**EXERCISE**.
Locate every line in the records below that contains the word "blind", and copy each of those lines.

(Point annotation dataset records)
(begin)

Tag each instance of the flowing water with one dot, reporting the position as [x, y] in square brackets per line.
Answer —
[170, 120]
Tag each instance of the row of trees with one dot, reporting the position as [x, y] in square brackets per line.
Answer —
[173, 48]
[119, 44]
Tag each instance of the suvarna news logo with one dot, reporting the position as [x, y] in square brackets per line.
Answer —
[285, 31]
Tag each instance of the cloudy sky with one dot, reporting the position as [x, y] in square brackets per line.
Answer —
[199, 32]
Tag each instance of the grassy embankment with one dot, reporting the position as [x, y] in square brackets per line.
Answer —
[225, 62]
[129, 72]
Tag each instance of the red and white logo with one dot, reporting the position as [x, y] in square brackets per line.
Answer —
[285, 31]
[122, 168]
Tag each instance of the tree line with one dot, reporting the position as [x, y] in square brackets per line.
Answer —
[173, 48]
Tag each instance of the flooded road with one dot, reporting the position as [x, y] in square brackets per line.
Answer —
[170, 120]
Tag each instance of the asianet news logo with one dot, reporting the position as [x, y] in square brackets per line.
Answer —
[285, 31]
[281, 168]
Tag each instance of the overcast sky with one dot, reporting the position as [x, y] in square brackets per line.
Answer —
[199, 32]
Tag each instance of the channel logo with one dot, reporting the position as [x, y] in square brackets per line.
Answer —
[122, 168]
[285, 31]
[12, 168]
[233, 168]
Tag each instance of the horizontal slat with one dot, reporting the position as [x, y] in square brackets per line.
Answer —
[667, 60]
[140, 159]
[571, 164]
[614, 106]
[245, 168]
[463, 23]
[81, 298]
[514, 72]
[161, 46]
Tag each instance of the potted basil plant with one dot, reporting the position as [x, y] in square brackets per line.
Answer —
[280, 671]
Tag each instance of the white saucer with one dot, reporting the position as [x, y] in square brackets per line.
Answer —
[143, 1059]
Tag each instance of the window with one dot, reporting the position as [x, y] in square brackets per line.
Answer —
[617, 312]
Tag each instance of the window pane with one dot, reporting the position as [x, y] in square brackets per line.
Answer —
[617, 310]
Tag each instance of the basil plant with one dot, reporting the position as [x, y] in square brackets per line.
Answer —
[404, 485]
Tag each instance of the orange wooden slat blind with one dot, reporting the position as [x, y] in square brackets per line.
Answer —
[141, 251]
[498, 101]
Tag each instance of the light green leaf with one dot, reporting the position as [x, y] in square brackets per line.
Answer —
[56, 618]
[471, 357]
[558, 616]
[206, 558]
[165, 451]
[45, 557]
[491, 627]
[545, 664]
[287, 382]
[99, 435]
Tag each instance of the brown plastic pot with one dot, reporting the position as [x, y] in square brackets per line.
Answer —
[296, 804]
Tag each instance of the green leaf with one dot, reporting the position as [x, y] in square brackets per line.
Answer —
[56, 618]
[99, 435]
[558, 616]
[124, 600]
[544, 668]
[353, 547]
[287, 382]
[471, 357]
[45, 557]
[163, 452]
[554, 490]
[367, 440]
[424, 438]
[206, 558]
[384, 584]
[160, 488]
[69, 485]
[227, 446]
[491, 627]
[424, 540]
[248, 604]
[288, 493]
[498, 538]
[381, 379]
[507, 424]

(end)
(begin)

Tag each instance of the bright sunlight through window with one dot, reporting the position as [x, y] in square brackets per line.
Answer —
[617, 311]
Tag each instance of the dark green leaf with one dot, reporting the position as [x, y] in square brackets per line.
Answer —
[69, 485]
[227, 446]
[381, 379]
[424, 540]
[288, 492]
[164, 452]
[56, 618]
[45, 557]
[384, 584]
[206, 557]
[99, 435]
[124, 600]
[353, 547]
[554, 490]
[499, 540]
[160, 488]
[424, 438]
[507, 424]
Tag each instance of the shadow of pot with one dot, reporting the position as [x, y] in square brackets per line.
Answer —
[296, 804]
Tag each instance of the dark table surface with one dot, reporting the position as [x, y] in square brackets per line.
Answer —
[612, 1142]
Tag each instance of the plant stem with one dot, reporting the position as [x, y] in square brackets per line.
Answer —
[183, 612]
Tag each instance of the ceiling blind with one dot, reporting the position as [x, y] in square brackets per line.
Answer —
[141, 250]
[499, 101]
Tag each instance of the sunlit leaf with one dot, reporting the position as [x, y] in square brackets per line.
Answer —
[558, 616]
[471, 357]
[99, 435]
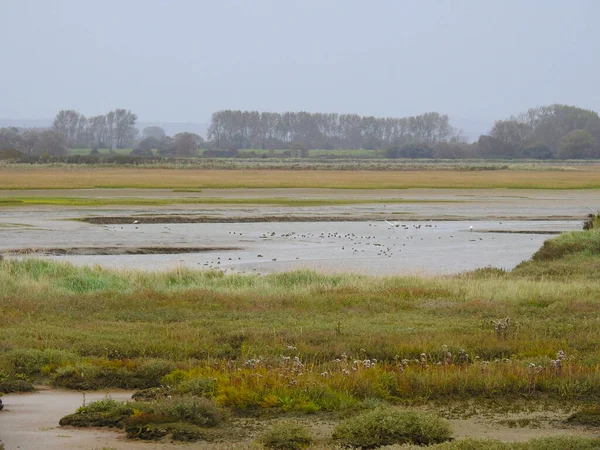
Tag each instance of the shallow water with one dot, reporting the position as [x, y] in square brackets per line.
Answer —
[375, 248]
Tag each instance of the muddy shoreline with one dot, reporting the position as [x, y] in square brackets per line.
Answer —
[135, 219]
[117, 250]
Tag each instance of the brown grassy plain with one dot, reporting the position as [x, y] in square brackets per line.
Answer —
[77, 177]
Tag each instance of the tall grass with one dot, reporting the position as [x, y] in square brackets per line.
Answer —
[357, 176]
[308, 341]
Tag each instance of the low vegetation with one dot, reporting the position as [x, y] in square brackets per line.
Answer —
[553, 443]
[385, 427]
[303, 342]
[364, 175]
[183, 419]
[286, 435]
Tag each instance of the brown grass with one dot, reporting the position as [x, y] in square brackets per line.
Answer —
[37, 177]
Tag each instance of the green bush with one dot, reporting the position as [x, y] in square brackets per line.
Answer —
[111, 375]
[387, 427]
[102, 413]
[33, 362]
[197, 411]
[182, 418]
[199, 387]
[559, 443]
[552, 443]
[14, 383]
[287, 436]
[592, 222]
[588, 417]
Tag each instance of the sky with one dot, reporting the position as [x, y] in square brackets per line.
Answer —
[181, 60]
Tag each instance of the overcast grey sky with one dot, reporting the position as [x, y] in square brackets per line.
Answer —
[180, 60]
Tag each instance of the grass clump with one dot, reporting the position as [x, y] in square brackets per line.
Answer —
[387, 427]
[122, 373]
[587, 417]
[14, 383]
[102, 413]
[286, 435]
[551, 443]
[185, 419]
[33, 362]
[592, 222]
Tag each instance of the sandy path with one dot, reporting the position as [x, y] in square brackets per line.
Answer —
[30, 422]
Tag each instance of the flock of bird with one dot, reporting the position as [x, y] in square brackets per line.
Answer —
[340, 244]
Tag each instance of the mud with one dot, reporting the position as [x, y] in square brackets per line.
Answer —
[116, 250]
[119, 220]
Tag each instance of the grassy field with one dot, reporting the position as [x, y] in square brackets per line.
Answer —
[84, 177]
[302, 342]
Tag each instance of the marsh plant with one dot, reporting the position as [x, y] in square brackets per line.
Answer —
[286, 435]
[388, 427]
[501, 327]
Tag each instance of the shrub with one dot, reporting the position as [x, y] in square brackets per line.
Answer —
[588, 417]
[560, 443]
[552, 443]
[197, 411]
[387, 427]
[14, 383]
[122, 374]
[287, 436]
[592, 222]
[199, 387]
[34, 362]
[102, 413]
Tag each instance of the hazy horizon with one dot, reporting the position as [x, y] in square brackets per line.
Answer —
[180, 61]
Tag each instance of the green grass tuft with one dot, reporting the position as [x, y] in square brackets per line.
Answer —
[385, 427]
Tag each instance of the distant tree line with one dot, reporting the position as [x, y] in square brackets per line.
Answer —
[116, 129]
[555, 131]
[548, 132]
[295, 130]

(end)

**OUTPUT OF THE EXERCISE**.
Tag each instance of the orange wooden slat blind with one dot, reporting the position as [x, y] in square brackets per line.
Tag each instance of the ceiling blind with one dot, reporting the position as [x, y] in square brackets per line.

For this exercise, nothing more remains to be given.